Text provided:

3 ICL made such applications which came before me on 14 July 1998. The second order sought is relevant for present purposes. It was that: "The limits fixed by O 66 r 16 (repealed 7 February 1992) of the Supreme Court Rules not apply to the taxation of the first defendant's costs." That application was opposed by the plaintiffs, but the matters they raise in the present proceedings were not argued. They opposed the application on its merits.

4 I did not, however, deal with the merits, taking the view that, O 66 r 16 having been repealed by amendments to the rules made and published in the Government Gazette of 7 February 1992, p687, the limits to the amounts which could be awarded on taxation of costs formerly provided by the rule would not apply to this taxation. I said I would not make the order sought in par 2 of the application because it was not necessary to do so. I took that view, as I then said, because:


    "…it seems to me that the process of repeal of O 66 r 16 results in the effect which that order would obtain from the court. In my view O 66 r 16 formerly applied to the process of taxation and the final outcome of that process. And so whilst it continued in operation until its repeal, it conditioned the process of taxation unless the limits were interfered with or removed. Once that rule was repealed it seems to me to be clear that it prospectively removed the limit, in relation to any of the periods formerly dealt with in the rule, from the process of taxation


(Page 5)
    which would thereafter occur, and it seems to me that an order in terms of par 2 is unnecessary. The view I take is that those limits will no longer apply to condition the process of the taxation of the first defendant's costs."

5 ICL brought in its bill and costs were taxed in the sum of $50,299.98. If the former O 66 r 16 continued to govern this taxation, it was, so far as material in the following terms:

    "Subject to the provisions of these rules and to the provisions of the Legal Practitioners Act1893 permitting a solicitor to make a written agreement as to costs with his client -

    (1) The costs of or in relation to a party to an action or other proceeding (inclusive of counsel fees but exclusive of other disbursements) -


      (a) recoverable by one party from another party; or

      (b) payable by a party to his own solicitor,

      shall not exceed -


        (viii) the sum of $21,800 where the action or other proceeding is commenced on or after 1 January 1986."

    And so it can be seen that the costs as taxed in this case were well in excess of the limit of the amount which could be allowed on taxation if the former r 16 continued to govern that process.

6 The allocatur was not signed and on 25 November 1998 the plaintiffs filed and served their written objection to the award of costs in excess of the sum of $21,800 on the ground of the continued application of O 66 r 16(1)(a)(viii). The taxing officer, Registrar Powell, reviewed his taxation under O 66 r 53 and r 54. He gave a carefully reasoned decision on 22 January 1999 holding that the award should stand. He took the view that the plaintiffs were precluded from raising their objection by reason of an issue estoppel arising out of my decision given on 14 July 1998 in the terms to which I have referred above. However, in case he was in error in that view, he went on to consider whether and if so when O 66 r 16 had been repealed and in the event, concluding that that had occurred, he asked himself the question whether the repeal had
(Page 6)

Set of tasks:
1. According to the judgment excerpt, why did the judge decline to make the order sought in par 2 of the application?
2. From the judgment excerpt, extract word for word the passage from "(b) payable by" up to and including "govern that process.".

[Named-object pointing items]
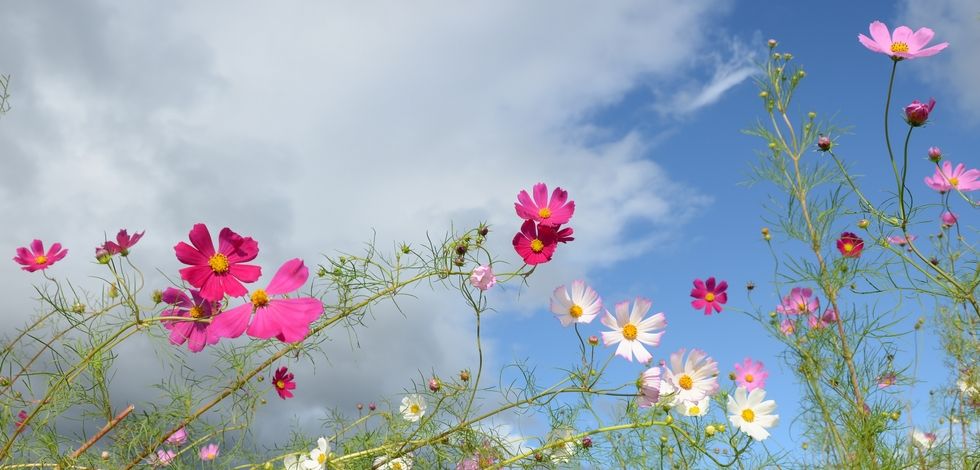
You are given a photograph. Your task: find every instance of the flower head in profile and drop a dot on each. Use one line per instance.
(632, 331)
(580, 306)
(709, 295)
(549, 212)
(750, 414)
(283, 382)
(36, 258)
(799, 301)
(208, 452)
(123, 243)
(947, 178)
(690, 379)
(535, 243)
(750, 375)
(413, 407)
(902, 43)
(850, 245)
(219, 272)
(287, 319)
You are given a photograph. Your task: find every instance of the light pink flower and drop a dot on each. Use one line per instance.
(220, 272)
(36, 259)
(630, 329)
(288, 319)
(482, 278)
(902, 44)
(750, 375)
(799, 301)
(548, 212)
(948, 178)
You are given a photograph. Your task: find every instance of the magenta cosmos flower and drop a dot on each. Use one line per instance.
(196, 334)
(799, 301)
(708, 295)
(220, 272)
(36, 259)
(535, 243)
(902, 43)
(948, 178)
(286, 319)
(283, 382)
(123, 243)
(548, 212)
(750, 375)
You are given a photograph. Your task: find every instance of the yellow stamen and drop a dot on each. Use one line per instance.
(219, 263)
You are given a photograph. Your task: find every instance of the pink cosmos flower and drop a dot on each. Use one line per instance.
(548, 212)
(220, 272)
(123, 242)
(750, 375)
(535, 243)
(630, 329)
(208, 452)
(286, 319)
(283, 382)
(916, 113)
(482, 278)
(36, 259)
(195, 333)
(948, 178)
(902, 44)
(708, 295)
(799, 301)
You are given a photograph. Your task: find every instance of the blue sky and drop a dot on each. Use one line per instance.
(309, 126)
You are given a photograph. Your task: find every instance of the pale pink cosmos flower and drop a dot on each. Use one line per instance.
(548, 212)
(580, 306)
(288, 319)
(948, 178)
(750, 374)
(630, 329)
(902, 44)
(799, 301)
(482, 278)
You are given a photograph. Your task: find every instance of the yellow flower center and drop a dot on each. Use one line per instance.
(686, 382)
(219, 263)
(260, 298)
(900, 47)
(630, 332)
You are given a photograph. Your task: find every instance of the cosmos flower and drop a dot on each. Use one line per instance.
(36, 259)
(750, 414)
(551, 212)
(632, 331)
(220, 272)
(902, 44)
(708, 295)
(581, 306)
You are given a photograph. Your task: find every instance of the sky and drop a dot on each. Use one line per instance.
(314, 127)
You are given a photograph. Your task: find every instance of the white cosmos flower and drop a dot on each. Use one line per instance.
(630, 329)
(413, 407)
(581, 306)
(750, 414)
(690, 380)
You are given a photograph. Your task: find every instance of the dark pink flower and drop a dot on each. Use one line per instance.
(286, 319)
(708, 295)
(220, 272)
(548, 212)
(36, 259)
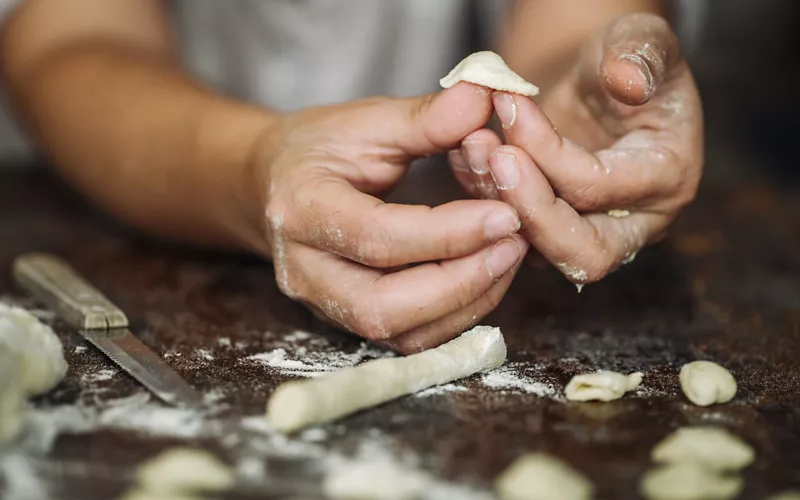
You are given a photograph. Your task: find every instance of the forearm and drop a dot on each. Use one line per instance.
(146, 143)
(543, 37)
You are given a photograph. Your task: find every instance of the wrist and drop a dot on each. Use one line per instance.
(239, 137)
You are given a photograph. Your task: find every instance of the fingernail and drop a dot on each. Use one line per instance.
(476, 153)
(505, 170)
(641, 65)
(502, 258)
(506, 108)
(500, 224)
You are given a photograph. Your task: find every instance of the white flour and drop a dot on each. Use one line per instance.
(302, 362)
(507, 378)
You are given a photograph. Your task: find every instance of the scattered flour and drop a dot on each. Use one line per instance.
(305, 363)
(379, 470)
(441, 389)
(508, 378)
(98, 376)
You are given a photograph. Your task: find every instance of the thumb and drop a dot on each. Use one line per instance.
(639, 53)
(438, 122)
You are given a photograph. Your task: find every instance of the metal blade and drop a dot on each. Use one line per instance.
(125, 349)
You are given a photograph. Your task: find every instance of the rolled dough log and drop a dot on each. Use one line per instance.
(541, 477)
(31, 363)
(298, 404)
(706, 383)
(601, 386)
(489, 70)
(710, 447)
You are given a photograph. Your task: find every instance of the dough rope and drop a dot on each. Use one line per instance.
(298, 404)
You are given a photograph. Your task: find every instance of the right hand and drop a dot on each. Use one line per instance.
(409, 277)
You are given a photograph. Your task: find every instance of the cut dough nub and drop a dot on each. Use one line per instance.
(601, 386)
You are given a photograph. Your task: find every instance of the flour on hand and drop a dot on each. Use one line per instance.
(489, 70)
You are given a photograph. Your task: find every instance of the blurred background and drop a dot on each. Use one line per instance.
(746, 64)
(745, 57)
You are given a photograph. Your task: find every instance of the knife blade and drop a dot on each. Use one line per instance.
(104, 325)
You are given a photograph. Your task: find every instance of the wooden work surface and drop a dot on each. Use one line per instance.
(725, 287)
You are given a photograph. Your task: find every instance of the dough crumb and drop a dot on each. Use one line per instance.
(601, 386)
(489, 70)
(706, 383)
(687, 481)
(711, 447)
(538, 476)
(184, 471)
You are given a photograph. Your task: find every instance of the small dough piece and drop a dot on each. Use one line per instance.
(184, 471)
(298, 404)
(688, 481)
(711, 447)
(154, 495)
(31, 363)
(42, 365)
(538, 476)
(601, 386)
(368, 481)
(489, 70)
(706, 383)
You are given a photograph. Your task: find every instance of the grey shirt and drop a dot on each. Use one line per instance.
(290, 54)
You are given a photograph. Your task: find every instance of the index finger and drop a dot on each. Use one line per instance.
(336, 217)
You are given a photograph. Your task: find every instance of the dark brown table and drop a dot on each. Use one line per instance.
(725, 286)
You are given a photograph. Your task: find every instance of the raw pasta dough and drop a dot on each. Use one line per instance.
(298, 404)
(541, 477)
(489, 70)
(706, 383)
(181, 474)
(601, 386)
(31, 363)
(689, 482)
(709, 447)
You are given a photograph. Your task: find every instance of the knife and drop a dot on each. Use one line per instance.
(98, 320)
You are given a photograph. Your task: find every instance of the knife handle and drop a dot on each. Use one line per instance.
(53, 281)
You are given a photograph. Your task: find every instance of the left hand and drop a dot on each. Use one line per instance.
(632, 113)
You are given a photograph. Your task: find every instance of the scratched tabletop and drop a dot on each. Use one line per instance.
(724, 286)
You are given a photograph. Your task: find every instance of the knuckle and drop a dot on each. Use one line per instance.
(375, 245)
(584, 197)
(408, 344)
(367, 321)
(463, 293)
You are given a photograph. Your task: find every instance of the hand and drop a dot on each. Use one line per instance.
(411, 277)
(633, 117)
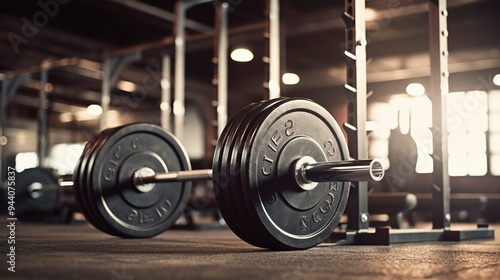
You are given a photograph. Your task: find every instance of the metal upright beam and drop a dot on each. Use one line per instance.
(221, 63)
(10, 85)
(42, 133)
(179, 109)
(179, 78)
(166, 85)
(355, 55)
(274, 49)
(438, 33)
(111, 70)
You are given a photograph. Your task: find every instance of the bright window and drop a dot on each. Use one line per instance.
(467, 126)
(26, 160)
(473, 130)
(494, 122)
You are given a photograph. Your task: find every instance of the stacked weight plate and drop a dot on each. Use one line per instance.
(253, 176)
(104, 188)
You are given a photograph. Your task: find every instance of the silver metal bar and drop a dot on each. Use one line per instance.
(177, 176)
(438, 38)
(344, 171)
(42, 137)
(355, 52)
(179, 85)
(222, 69)
(274, 49)
(162, 14)
(166, 85)
(105, 92)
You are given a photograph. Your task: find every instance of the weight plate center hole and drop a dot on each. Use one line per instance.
(300, 173)
(35, 190)
(144, 172)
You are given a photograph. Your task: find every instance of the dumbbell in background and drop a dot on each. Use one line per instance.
(41, 195)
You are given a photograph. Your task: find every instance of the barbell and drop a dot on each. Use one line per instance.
(281, 175)
(39, 195)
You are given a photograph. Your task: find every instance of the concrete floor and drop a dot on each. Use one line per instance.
(80, 252)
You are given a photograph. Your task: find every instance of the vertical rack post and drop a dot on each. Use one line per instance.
(438, 34)
(42, 135)
(272, 34)
(165, 108)
(221, 64)
(179, 80)
(355, 55)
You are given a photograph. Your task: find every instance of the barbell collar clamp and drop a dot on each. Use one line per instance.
(308, 172)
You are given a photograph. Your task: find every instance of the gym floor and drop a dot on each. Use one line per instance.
(78, 251)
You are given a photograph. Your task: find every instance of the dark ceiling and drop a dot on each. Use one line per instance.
(312, 36)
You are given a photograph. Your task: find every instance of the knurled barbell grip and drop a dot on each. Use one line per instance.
(175, 176)
(307, 173)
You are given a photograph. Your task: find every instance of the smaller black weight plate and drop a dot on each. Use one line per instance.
(233, 192)
(37, 191)
(80, 186)
(123, 207)
(293, 218)
(87, 195)
(251, 223)
(221, 177)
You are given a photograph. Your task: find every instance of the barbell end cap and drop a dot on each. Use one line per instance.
(377, 170)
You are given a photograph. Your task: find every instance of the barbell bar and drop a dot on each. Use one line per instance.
(281, 175)
(307, 172)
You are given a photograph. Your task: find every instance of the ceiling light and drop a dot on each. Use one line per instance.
(126, 86)
(290, 79)
(496, 80)
(66, 117)
(415, 89)
(241, 55)
(370, 14)
(94, 110)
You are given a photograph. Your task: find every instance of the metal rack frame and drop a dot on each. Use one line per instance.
(355, 52)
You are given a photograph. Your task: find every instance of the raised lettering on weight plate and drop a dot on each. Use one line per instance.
(141, 217)
(164, 208)
(110, 171)
(327, 204)
(136, 143)
(269, 170)
(329, 148)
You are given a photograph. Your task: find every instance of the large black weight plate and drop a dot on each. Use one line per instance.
(252, 222)
(290, 217)
(118, 202)
(37, 192)
(233, 196)
(83, 192)
(221, 180)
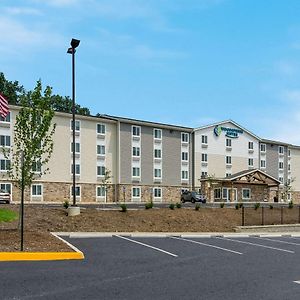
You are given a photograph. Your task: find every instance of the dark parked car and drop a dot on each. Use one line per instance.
(4, 196)
(192, 197)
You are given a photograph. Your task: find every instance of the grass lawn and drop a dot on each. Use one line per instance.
(7, 215)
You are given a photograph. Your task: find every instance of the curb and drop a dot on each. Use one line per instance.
(43, 256)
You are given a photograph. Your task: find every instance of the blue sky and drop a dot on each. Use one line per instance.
(184, 62)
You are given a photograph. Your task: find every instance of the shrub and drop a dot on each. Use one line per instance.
(66, 204)
(172, 206)
(123, 207)
(148, 205)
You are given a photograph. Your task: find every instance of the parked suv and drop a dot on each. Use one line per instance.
(192, 197)
(4, 196)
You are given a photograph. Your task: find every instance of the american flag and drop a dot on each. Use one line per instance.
(3, 106)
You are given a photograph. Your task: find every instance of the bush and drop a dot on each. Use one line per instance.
(172, 206)
(149, 205)
(197, 206)
(123, 207)
(66, 204)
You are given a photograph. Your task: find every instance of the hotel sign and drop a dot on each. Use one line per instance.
(229, 132)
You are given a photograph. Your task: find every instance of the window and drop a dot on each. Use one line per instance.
(6, 119)
(136, 151)
(184, 175)
(77, 147)
(217, 193)
(280, 149)
(136, 172)
(157, 173)
(228, 160)
(262, 163)
(246, 193)
(36, 190)
(4, 164)
(77, 169)
(101, 128)
(77, 125)
(157, 134)
(157, 192)
(136, 130)
(250, 162)
(101, 192)
(100, 149)
(37, 167)
(184, 137)
(136, 192)
(157, 153)
(100, 171)
(185, 156)
(5, 140)
(228, 142)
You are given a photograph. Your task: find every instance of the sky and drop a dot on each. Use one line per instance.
(183, 62)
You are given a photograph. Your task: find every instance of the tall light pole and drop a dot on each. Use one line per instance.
(72, 50)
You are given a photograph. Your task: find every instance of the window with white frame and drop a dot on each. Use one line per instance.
(77, 169)
(4, 140)
(157, 173)
(100, 171)
(136, 172)
(101, 128)
(217, 193)
(36, 190)
(157, 193)
(157, 153)
(184, 156)
(157, 134)
(262, 147)
(204, 139)
(136, 151)
(101, 149)
(228, 143)
(246, 194)
(4, 164)
(77, 147)
(101, 191)
(228, 160)
(77, 125)
(184, 137)
(280, 149)
(136, 131)
(136, 192)
(184, 174)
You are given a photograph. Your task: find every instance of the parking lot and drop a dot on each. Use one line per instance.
(173, 267)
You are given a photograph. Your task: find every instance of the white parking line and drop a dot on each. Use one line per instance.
(254, 244)
(146, 245)
(284, 242)
(207, 245)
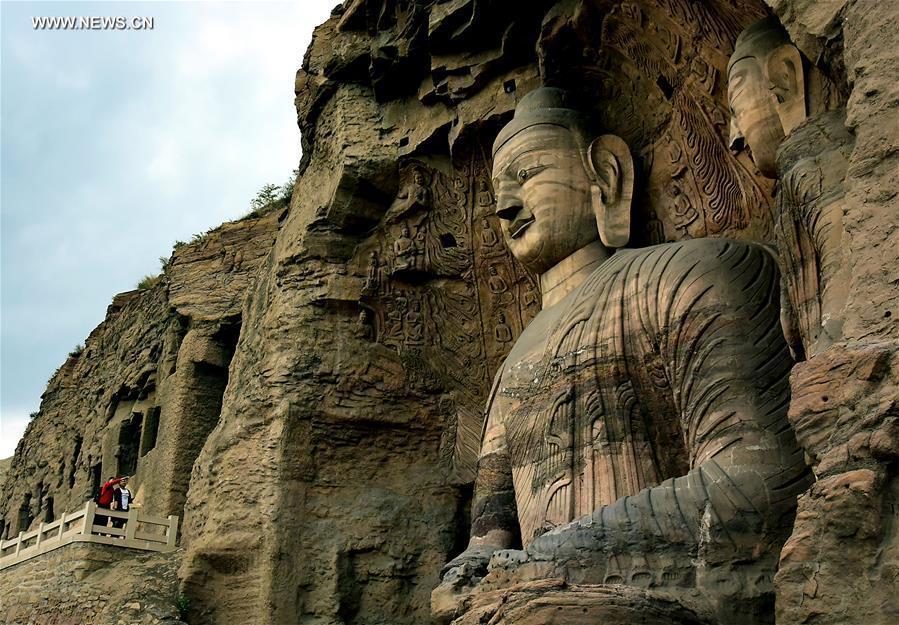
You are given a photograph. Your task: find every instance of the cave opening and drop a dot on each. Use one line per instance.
(129, 441)
(151, 431)
(76, 452)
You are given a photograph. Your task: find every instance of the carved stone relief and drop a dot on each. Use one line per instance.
(443, 291)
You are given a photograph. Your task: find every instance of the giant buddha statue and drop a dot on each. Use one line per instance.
(781, 111)
(636, 433)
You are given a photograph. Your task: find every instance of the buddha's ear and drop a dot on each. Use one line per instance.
(612, 188)
(787, 82)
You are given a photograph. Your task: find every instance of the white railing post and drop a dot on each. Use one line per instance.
(62, 525)
(131, 523)
(89, 511)
(172, 533)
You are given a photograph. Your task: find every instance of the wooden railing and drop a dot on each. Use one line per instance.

Responses per task:
1. He considered the order unnecessary. In his view, repealing O 66 r 16 through the amendments published on 7 February 1992 already produced the effect the order would have obtained. The rule had conditioned taxation while in force, and its repeal prospectively removed the limits from any later taxation, including the taxation of the first defendant's costs.

2.
(b) payable by a party to his own solicitor,

      shall not exceed -


        (viii) the sum of $21,800 where the action or other proceeding is commenced on or after 1 January 1986."

    And so it can be seen that the costs as taxed in this case were well in excess of the limit of the amount which could be allowed on taxation if the former r 16 continued to govern that process.